**EXERCISE BRIEF:** Recast the lines below as a JSON list of strings, one string per line with blank lines omitted, starting at the line containing "Target: teal liquid bottle" and ending at the line containing "xmin=292 ymin=413 xmax=417 ymax=558".

**ENTRIES SUPPLIED:**
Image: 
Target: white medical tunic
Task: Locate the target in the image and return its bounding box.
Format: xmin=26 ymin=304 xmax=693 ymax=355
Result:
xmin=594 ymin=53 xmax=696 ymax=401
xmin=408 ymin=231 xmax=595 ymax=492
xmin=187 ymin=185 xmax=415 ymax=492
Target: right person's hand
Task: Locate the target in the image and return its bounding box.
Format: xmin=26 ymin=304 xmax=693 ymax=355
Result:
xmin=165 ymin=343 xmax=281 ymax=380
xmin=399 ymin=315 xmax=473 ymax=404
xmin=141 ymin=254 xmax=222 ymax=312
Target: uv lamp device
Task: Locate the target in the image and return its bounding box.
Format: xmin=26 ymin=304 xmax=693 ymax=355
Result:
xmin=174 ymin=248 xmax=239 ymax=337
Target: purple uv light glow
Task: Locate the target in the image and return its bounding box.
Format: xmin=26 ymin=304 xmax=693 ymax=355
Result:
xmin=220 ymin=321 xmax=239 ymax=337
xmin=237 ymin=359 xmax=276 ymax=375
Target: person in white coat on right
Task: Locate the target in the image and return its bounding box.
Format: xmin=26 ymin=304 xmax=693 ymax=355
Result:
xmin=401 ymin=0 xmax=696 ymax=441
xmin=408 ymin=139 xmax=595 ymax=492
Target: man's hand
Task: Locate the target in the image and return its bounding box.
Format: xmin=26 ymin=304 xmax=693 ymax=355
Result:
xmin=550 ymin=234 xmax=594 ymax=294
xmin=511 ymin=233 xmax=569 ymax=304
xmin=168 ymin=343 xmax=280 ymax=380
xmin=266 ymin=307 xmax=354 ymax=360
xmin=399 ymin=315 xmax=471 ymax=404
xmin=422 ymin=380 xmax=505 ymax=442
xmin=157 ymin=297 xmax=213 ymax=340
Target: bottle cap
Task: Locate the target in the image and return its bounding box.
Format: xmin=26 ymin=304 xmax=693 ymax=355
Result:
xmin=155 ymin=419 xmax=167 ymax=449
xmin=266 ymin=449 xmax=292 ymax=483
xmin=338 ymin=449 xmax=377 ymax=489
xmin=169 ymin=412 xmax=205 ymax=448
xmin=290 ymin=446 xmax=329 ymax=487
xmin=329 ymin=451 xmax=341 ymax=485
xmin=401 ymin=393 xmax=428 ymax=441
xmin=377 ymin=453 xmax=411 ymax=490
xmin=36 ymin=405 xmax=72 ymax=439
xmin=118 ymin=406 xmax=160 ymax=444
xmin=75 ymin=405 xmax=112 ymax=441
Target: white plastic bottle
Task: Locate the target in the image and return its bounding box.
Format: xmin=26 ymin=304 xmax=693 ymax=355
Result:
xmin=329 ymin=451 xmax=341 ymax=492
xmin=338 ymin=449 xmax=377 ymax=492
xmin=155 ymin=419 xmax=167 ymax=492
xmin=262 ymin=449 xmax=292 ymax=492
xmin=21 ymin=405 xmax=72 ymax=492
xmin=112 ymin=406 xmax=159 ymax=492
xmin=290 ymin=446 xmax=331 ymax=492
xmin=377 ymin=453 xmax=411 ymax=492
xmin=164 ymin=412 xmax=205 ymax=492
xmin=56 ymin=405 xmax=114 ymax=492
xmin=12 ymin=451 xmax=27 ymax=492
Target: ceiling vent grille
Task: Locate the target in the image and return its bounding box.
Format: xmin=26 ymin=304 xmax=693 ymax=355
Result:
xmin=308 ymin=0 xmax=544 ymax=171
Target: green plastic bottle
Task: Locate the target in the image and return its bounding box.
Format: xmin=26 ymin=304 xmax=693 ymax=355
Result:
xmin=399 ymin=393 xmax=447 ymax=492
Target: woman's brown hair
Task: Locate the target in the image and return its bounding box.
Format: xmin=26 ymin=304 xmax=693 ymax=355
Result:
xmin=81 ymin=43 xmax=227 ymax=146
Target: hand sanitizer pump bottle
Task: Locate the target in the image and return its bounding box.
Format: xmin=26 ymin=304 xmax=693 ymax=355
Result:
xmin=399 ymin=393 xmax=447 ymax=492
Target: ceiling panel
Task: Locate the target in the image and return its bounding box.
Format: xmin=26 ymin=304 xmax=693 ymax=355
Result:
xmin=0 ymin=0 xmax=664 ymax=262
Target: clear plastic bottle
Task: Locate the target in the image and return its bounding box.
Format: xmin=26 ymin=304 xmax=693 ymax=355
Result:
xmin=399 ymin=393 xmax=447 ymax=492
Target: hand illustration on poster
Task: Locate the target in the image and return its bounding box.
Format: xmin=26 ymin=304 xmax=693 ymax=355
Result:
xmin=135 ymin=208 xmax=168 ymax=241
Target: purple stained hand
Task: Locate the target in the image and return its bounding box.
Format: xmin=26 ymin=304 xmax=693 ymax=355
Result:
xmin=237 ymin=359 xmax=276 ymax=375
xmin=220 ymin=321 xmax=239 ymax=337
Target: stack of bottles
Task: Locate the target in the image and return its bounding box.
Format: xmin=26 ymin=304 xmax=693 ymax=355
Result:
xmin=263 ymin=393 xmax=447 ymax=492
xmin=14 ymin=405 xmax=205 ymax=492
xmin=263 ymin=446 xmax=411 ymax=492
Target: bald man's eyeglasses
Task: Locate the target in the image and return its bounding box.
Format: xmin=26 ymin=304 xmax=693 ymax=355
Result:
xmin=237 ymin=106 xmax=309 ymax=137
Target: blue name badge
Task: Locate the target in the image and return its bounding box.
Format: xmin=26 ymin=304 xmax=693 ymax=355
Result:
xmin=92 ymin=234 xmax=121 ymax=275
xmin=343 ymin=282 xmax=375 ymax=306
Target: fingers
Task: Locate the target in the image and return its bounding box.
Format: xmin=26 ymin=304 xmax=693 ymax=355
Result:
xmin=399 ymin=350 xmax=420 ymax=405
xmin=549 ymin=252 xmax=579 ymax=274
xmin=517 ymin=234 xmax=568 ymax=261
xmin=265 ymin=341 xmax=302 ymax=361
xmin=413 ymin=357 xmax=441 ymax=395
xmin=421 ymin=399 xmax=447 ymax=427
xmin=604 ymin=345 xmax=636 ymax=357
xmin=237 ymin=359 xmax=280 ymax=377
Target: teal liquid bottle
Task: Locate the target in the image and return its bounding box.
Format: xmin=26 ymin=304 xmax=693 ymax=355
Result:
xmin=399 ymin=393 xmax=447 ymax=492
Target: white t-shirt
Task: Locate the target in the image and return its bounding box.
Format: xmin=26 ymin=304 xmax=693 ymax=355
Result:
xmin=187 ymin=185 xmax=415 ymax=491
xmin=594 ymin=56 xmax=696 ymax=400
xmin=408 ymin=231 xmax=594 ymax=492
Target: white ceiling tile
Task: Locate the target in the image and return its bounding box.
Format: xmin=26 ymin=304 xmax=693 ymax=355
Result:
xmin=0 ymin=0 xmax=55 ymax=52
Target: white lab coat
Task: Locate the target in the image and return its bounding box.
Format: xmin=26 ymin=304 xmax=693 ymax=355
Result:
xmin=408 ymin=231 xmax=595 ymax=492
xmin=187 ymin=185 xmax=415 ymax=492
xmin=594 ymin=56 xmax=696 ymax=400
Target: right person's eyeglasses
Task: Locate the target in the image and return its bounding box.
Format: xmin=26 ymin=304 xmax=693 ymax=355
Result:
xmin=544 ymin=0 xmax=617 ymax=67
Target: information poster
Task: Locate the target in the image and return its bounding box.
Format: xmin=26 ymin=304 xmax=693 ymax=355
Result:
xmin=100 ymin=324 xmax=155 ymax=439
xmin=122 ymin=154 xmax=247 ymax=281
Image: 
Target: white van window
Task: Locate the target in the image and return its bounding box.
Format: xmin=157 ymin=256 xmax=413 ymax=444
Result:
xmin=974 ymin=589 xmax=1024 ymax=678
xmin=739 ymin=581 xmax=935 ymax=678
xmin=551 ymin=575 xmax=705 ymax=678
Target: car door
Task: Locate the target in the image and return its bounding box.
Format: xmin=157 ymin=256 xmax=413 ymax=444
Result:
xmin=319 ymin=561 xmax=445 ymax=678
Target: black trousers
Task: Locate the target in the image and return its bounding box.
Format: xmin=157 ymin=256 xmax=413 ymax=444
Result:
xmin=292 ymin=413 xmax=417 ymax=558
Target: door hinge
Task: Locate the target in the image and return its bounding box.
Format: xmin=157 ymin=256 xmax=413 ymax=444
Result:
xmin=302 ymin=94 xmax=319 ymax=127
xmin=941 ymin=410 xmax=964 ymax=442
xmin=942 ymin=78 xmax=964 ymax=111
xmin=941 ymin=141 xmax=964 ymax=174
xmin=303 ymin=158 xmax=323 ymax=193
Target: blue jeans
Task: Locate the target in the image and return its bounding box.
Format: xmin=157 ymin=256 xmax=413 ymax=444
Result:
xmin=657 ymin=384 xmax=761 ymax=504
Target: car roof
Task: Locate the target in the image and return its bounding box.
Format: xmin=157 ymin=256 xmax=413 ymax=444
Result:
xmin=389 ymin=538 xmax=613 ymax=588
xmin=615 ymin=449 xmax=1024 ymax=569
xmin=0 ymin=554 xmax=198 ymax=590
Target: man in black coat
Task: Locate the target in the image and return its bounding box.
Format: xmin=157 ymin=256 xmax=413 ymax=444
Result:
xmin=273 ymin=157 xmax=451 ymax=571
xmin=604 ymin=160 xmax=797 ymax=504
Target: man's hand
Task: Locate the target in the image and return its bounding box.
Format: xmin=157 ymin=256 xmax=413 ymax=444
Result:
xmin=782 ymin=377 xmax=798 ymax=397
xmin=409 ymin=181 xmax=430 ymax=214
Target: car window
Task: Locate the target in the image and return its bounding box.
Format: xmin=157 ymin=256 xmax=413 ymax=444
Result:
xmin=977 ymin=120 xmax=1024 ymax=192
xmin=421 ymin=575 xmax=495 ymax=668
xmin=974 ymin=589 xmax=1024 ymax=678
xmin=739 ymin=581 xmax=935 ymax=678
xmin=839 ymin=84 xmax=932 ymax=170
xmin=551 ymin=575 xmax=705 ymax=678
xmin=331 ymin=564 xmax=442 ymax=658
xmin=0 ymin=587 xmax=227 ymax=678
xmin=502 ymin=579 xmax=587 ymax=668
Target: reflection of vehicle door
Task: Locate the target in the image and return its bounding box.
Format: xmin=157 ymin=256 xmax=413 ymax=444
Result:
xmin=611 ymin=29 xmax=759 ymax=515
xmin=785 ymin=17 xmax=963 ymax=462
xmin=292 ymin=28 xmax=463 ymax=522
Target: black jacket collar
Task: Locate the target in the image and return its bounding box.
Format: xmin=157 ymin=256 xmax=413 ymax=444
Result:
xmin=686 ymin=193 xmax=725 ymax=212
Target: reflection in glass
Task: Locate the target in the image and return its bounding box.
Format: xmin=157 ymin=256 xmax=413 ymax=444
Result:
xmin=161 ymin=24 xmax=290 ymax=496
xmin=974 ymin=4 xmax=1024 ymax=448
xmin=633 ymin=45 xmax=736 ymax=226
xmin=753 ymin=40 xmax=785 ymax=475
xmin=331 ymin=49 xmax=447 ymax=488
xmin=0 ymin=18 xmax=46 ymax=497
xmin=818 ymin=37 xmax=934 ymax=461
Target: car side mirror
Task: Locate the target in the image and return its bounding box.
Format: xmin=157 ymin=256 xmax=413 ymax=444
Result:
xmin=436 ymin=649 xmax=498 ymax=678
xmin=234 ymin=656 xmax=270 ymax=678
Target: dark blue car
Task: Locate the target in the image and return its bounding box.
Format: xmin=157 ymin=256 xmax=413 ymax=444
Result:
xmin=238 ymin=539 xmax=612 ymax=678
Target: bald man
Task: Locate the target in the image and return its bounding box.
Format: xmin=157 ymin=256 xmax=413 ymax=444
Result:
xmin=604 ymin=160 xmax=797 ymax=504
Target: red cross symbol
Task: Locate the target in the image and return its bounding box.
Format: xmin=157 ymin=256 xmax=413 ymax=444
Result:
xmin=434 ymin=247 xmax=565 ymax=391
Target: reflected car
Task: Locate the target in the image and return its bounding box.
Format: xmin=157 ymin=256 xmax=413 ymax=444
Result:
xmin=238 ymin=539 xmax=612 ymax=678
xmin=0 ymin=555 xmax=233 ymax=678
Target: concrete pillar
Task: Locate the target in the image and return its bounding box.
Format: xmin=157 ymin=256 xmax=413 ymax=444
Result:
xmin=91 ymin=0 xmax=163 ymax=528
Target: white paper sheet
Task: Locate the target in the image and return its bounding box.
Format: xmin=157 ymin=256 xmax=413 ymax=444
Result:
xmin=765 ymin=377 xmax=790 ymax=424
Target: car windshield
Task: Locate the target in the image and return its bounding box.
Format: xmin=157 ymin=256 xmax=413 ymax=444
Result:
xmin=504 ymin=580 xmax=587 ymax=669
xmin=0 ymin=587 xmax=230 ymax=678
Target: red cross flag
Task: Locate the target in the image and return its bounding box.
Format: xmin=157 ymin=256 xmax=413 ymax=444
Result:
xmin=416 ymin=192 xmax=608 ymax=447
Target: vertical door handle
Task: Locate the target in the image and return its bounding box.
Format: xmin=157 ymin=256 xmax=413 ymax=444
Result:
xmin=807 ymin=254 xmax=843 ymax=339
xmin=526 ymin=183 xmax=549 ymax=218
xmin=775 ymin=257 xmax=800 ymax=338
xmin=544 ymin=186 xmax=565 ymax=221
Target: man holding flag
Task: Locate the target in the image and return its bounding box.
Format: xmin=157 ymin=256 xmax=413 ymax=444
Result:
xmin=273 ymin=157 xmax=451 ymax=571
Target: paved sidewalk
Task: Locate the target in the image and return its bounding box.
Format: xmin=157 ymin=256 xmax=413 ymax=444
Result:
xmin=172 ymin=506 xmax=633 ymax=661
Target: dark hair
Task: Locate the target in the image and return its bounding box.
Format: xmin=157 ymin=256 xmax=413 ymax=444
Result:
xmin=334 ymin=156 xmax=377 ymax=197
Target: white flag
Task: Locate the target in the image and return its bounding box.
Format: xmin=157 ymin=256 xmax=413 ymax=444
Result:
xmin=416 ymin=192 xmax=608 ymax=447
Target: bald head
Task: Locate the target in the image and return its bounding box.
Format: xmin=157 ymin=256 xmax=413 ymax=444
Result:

**EXERCISE RESPONSE:**
[
  "Target: teal liquid bottle",
  "Task: Locate the target in the image and return its bounding box.",
  "Format: xmin=26 ymin=304 xmax=693 ymax=355",
  "Result:",
  "xmin=399 ymin=393 xmax=447 ymax=492",
  "Target: white t-shirt",
  "Task: Locate the target in the image and return its bounding box.",
  "Format: xmin=26 ymin=304 xmax=693 ymax=355",
  "Result:",
  "xmin=187 ymin=185 xmax=415 ymax=491",
  "xmin=594 ymin=56 xmax=696 ymax=400",
  "xmin=408 ymin=231 xmax=594 ymax=492",
  "Target: white ceiling tile",
  "Task: Locate the target in the image and return its bounding box.",
  "Format: xmin=26 ymin=304 xmax=693 ymax=355",
  "Result:",
  "xmin=0 ymin=0 xmax=55 ymax=52",
  "Target: white lab coat",
  "Task: Locate the target in the image and return its bounding box.",
  "Format: xmin=26 ymin=304 xmax=693 ymax=355",
  "Result:",
  "xmin=408 ymin=231 xmax=595 ymax=492",
  "xmin=187 ymin=185 xmax=415 ymax=492",
  "xmin=594 ymin=56 xmax=696 ymax=400",
  "Target: right person's eyeglasses",
  "Task: Locate the target in the image and return its bounding box.",
  "Format: xmin=26 ymin=304 xmax=693 ymax=355",
  "Result:",
  "xmin=544 ymin=0 xmax=617 ymax=67",
  "Target: information poster",
  "Task: Locate the target in the image and return its bounding box.",
  "Format: xmin=26 ymin=304 xmax=693 ymax=355",
  "Result:",
  "xmin=100 ymin=324 xmax=155 ymax=439",
  "xmin=122 ymin=154 xmax=247 ymax=281",
  "Image: ",
  "Target: white van window",
  "Task: Locate the target in the image and return its bounding box.",
  "Format: xmin=157 ymin=256 xmax=413 ymax=444",
  "Result:",
  "xmin=974 ymin=589 xmax=1024 ymax=678",
  "xmin=739 ymin=581 xmax=935 ymax=678",
  "xmin=551 ymin=575 xmax=705 ymax=678",
  "Target: car door",
  "Task: Locate the target in the image and return its bounding box.",
  "Format: xmin=157 ymin=256 xmax=413 ymax=444",
  "Result:",
  "xmin=319 ymin=561 xmax=445 ymax=678",
  "Target: black trousers",
  "Task: Locate the target in the image and return its bounding box.",
  "Format: xmin=157 ymin=256 xmax=413 ymax=444",
  "Result:",
  "xmin=292 ymin=413 xmax=417 ymax=558"
]